» **Your objective**: Copy all of the material below word for word, keeping every line and number unchanged.

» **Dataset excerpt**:
<<<<

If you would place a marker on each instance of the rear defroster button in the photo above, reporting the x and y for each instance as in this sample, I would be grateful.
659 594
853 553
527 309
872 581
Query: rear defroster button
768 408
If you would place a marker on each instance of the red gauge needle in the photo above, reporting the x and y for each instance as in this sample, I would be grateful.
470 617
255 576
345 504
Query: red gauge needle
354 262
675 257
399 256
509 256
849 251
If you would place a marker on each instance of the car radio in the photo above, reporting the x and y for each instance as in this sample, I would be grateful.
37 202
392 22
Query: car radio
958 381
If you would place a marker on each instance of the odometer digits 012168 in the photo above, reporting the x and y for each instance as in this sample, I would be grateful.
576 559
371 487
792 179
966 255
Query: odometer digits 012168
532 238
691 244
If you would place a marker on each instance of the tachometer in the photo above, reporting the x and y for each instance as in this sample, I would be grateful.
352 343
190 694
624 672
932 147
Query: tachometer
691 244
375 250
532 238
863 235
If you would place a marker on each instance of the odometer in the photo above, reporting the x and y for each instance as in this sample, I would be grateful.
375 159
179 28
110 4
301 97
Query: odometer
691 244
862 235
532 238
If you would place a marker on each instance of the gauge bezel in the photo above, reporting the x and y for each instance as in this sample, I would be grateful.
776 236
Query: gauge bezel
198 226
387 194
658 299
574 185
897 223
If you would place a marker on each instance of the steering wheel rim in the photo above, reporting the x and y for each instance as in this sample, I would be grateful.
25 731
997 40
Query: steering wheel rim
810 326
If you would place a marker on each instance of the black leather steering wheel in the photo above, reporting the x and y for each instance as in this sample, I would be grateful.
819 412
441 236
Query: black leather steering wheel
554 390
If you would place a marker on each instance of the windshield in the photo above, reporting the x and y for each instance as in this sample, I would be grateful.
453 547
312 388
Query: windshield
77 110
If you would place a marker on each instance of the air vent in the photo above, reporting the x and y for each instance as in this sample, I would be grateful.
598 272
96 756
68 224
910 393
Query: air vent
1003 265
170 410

>>>>

» **Answer to this problem**:
If you would place a marker on each instance of the rear defroster button in the photo above, reporting the x and y for each instance as in this sample, I would be grateful.
659 594
853 553
527 309
872 581
Query: rear defroster button
768 408
If you would place a marker on each instance of the red gauge needle in the photo above, reporting the x and y for each instance as in this sample, I would be grateful.
470 617
255 576
345 504
Query: red gauge needle
354 262
675 257
399 256
509 256
849 251
If you would place a marker on each instance of the car radio in the photo above, reporting the x and y for each instance as in this sample, I would be grateful.
37 202
392 22
Query: car radio
958 381
If you would place a marker on each instance of the odometer digits 012168 in the photo above, reporting the x and y for each instance as in this sample, I would be grateful.
576 559
371 487
792 179
966 255
Query: odometer digits 012168
532 238
691 244
If you would place a marker on each instance of the tachometer in the photo above, reporting the x and y for each instance as in this sample, I would be grateful.
352 343
190 694
624 672
932 147
Query: tachometer
691 244
375 250
532 238
863 235
If you would place a marker on each instance of the odometer in the photo above, reporting the x and y for each instance as in this sample, I would be grateful.
375 159
179 28
110 4
301 97
Query: odometer
691 244
862 235
532 238
If you would place a marker on each instance of the gauge bezel in the photo above, reporting the x and y for each instance as in this sample, I would be grateful.
776 236
Query: gauge bezel
198 226
387 194
658 299
574 185
897 223
If you would place a marker on each instance of the steering wheel rim in the photo above, reporting the x and y for each instance as in this sample, I would be grateful.
25 731
997 40
Query: steering wheel rim
810 326
If you would place a marker on each instance of the black leather steering wheel in the photo above, reporting the x and y for each instance as in this sample, I would be grateful.
819 412
441 236
Query: black leather steering wheel
554 390
If you would place a marker on each instance of the windshield in the photo above, reporting the x and y for each instance as in this sample, I would be grateful.
453 547
312 388
Query: windshield
77 110
If you would place a marker on each instance of the air vent in the photo above, reporting the x and y for each instance as in this sample, I would be grateful.
598 272
96 756
68 224
910 393
Query: air vent
1003 265
170 410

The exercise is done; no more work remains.